**RAW DATA:**
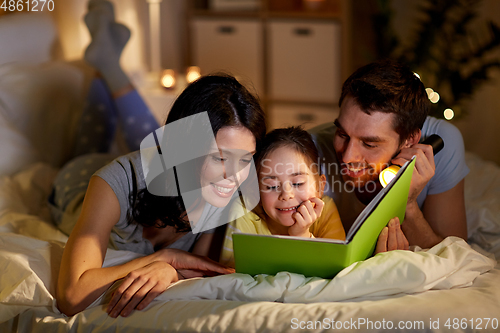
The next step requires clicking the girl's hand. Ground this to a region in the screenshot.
[288,197,325,238]
[375,217,410,254]
[106,261,179,318]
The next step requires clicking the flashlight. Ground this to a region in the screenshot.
[379,134,444,187]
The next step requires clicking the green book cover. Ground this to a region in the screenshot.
[233,157,415,279]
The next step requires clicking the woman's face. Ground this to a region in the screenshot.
[201,126,255,207]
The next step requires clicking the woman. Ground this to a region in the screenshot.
[51,2,266,317]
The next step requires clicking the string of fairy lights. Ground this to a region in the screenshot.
[413,73,455,120]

**GIVEN TASK:**
Format the rows above as a Markdown table with the columns No. and Line, numbering each line in order and skipping blank lines. Leave the pictures out.

**EXERCISE OUTPUT:**
| No. | Line |
|---|---|
| 1 | The next step requires clicking the girl's hand. Ground this to a region in the screenshot. |
| 2 | [288,197,325,238] |
| 3 | [375,217,410,254] |
| 4 | [106,261,179,318] |
| 5 | The next step requires clicking the flashlight. Ground this to a region in the screenshot. |
| 6 | [379,134,444,187] |
| 7 | The next step requires clicking the green book cover. Ground this to a region in the screenshot. |
| 8 | [233,157,415,279] |
| 9 | The next step requires clicking the woman's face. Ground this to a region in the screenshot. |
| 10 | [201,126,255,207] |
| 11 | The next step requires clicking the woman. Ground this to a region in the screenshot. |
| 12 | [51,2,266,317] |
| 13 | The next step requires clicking the string of fairy lights. Ground this to a region in the screenshot. |
| 14 | [413,73,455,120] |